_What you should do_
Report every line below that contains the string "rice", copying each in full. Case counts.

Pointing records
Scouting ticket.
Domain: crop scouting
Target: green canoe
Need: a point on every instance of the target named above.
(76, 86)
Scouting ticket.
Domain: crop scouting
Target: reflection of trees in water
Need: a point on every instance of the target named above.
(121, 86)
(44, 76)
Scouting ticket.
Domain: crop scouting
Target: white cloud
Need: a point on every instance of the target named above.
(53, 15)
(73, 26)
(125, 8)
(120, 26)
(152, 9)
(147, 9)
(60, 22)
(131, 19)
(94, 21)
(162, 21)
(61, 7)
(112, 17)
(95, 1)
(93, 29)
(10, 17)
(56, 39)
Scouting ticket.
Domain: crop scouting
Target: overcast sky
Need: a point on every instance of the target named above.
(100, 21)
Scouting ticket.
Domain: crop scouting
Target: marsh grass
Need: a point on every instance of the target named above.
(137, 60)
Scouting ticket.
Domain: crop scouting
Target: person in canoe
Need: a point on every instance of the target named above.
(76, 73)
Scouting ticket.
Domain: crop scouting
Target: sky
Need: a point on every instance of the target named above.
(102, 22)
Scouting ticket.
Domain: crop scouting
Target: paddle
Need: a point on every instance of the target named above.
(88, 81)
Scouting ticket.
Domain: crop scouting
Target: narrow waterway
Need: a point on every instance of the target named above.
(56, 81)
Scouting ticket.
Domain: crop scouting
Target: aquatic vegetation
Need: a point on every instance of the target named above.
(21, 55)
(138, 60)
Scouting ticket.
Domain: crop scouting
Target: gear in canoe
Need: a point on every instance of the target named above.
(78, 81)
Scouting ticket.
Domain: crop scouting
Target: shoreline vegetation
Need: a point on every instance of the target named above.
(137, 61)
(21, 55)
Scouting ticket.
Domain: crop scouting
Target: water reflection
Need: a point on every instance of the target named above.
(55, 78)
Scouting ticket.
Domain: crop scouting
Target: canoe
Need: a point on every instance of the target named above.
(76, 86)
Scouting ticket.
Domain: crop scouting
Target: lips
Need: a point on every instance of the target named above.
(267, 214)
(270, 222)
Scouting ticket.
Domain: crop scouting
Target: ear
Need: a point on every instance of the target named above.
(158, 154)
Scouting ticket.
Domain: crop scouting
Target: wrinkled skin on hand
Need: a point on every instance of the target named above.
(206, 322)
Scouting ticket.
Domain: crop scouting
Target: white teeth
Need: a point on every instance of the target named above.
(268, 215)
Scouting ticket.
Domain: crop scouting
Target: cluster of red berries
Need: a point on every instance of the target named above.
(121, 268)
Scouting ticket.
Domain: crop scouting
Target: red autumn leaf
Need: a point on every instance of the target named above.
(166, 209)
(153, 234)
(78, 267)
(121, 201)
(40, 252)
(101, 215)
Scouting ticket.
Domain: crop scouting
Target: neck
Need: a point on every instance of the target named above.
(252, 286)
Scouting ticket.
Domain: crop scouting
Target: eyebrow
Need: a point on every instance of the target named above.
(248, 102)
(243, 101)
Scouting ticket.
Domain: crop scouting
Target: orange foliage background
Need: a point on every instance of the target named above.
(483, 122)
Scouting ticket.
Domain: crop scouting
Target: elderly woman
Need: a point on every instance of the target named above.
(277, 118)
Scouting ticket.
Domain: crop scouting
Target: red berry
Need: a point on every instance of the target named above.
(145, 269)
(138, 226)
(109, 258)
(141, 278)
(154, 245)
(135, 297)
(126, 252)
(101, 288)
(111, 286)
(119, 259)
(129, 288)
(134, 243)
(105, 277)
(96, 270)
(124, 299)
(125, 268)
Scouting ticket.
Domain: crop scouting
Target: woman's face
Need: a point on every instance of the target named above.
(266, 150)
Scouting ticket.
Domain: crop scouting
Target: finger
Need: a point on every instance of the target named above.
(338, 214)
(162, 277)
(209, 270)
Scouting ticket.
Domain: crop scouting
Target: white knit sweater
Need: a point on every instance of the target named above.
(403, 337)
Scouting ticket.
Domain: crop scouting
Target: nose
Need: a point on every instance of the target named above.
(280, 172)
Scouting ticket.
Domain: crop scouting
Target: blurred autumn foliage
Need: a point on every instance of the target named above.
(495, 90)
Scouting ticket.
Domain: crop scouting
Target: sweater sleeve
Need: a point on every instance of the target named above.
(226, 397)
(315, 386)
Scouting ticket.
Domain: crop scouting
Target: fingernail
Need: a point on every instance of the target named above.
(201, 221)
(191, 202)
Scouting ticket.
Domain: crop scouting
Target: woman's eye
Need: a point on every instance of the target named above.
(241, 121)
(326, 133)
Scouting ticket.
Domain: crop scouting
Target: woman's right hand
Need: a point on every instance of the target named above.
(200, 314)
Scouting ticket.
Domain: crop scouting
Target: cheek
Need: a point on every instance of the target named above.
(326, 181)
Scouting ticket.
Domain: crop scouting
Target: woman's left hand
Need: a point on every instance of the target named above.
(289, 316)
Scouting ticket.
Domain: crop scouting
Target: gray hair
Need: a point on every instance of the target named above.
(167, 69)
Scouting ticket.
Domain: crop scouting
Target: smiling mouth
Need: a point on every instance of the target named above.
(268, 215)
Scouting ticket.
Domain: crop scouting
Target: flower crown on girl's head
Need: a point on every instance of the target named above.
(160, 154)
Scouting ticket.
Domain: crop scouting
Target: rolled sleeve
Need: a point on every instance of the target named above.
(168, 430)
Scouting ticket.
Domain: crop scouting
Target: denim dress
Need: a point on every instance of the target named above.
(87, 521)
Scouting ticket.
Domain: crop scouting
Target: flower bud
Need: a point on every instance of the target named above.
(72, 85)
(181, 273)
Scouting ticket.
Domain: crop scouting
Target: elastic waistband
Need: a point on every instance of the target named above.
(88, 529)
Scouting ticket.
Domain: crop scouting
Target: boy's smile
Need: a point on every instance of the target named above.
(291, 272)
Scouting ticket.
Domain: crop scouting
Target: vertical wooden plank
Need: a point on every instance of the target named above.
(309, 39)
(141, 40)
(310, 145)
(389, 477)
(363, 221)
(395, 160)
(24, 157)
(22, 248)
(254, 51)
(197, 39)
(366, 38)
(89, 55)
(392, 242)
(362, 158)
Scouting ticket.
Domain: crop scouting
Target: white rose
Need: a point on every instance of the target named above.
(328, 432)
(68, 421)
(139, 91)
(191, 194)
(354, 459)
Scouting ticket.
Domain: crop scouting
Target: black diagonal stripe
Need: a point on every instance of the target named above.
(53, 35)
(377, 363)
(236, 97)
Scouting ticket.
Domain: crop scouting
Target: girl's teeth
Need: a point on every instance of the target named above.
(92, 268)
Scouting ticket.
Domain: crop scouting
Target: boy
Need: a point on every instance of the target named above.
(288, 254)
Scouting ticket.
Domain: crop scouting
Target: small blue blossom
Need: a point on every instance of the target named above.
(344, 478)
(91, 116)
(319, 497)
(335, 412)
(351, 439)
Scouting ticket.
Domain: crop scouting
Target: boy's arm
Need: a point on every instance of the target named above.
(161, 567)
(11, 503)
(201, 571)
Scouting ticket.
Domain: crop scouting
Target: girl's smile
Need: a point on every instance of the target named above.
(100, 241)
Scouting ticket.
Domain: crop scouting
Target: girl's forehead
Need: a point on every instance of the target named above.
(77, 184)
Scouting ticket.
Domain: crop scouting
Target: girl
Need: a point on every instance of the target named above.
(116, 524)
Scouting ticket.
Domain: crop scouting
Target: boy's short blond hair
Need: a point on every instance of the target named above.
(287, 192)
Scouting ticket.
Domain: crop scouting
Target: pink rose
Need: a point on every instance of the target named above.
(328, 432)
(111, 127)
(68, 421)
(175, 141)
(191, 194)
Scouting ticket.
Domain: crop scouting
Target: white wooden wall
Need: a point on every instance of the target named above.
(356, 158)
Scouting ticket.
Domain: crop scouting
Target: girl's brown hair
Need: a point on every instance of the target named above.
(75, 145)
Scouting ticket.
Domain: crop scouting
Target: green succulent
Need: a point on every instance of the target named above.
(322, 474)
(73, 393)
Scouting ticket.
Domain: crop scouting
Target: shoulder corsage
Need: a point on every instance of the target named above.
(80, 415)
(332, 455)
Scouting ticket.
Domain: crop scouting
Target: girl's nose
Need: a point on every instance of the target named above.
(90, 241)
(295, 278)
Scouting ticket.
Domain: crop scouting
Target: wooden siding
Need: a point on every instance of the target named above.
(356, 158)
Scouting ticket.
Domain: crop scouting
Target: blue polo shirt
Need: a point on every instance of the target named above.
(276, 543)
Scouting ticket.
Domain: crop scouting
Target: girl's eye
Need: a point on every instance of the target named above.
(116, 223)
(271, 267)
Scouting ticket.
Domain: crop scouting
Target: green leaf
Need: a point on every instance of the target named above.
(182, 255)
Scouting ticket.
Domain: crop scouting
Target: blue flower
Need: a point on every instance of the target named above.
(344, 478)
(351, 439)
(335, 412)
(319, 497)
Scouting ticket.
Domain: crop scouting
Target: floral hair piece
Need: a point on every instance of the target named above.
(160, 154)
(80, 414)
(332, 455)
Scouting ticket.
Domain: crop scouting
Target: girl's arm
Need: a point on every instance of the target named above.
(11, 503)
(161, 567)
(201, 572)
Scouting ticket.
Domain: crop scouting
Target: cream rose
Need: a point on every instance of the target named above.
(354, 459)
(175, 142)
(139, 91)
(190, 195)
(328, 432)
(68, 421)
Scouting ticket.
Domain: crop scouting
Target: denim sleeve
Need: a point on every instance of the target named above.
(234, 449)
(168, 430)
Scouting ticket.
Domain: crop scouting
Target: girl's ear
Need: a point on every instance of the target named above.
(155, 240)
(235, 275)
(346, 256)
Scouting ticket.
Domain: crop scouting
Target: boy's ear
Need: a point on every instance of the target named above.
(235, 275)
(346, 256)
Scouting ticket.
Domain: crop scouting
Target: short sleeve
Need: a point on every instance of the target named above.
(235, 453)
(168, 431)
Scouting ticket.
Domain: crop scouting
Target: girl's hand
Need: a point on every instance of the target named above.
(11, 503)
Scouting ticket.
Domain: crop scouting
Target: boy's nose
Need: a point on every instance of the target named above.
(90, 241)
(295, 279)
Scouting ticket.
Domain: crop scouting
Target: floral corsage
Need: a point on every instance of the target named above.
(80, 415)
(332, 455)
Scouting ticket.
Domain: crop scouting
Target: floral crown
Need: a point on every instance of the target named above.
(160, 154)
* * *
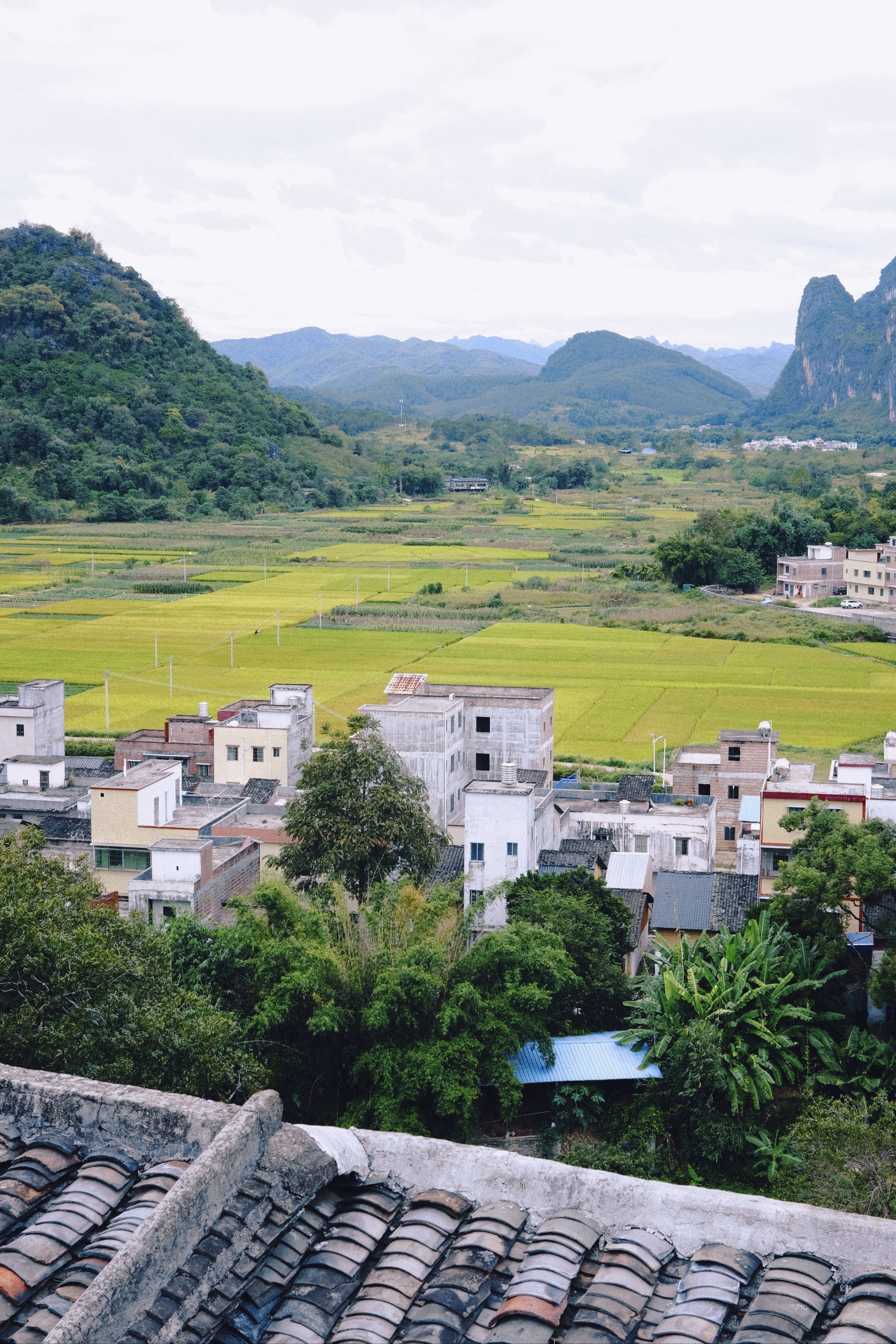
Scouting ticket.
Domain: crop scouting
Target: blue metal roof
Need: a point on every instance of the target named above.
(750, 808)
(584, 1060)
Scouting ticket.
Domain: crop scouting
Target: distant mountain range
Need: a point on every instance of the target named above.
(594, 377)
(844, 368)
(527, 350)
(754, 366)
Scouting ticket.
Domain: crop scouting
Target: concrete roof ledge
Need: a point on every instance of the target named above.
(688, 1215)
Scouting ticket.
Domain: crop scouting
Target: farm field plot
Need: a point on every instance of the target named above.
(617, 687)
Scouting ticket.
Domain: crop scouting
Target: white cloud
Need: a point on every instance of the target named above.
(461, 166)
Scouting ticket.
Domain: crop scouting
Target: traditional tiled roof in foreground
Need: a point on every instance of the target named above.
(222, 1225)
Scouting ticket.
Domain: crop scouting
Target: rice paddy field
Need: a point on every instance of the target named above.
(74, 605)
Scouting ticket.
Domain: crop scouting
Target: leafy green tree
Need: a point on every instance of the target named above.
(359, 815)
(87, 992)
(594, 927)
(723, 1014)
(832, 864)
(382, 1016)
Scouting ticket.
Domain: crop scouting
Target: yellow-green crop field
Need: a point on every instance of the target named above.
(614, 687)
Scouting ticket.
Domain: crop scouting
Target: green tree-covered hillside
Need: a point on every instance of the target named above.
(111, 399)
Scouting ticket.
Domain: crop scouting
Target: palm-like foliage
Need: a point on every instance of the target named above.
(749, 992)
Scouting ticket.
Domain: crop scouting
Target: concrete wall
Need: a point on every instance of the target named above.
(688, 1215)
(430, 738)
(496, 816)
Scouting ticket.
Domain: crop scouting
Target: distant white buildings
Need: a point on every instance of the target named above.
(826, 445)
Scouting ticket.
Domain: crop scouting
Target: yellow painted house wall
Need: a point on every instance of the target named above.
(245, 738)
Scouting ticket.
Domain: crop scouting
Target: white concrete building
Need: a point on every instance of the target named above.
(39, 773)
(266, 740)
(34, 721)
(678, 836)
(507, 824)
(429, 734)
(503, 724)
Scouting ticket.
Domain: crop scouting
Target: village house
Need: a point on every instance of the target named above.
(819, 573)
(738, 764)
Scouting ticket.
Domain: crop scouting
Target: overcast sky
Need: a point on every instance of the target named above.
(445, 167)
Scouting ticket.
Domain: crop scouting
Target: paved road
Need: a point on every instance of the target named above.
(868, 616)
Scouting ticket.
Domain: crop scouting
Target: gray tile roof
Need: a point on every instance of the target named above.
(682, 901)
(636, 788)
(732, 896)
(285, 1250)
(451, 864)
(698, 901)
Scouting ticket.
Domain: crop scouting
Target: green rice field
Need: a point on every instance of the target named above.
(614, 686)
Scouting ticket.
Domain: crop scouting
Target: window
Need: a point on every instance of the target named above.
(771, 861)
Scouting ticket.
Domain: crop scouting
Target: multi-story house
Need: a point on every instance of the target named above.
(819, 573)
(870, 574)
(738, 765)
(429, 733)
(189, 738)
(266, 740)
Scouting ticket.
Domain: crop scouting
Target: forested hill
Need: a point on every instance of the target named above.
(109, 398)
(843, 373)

_Solution to the problem_
Target: rice paddy field
Target: green rice field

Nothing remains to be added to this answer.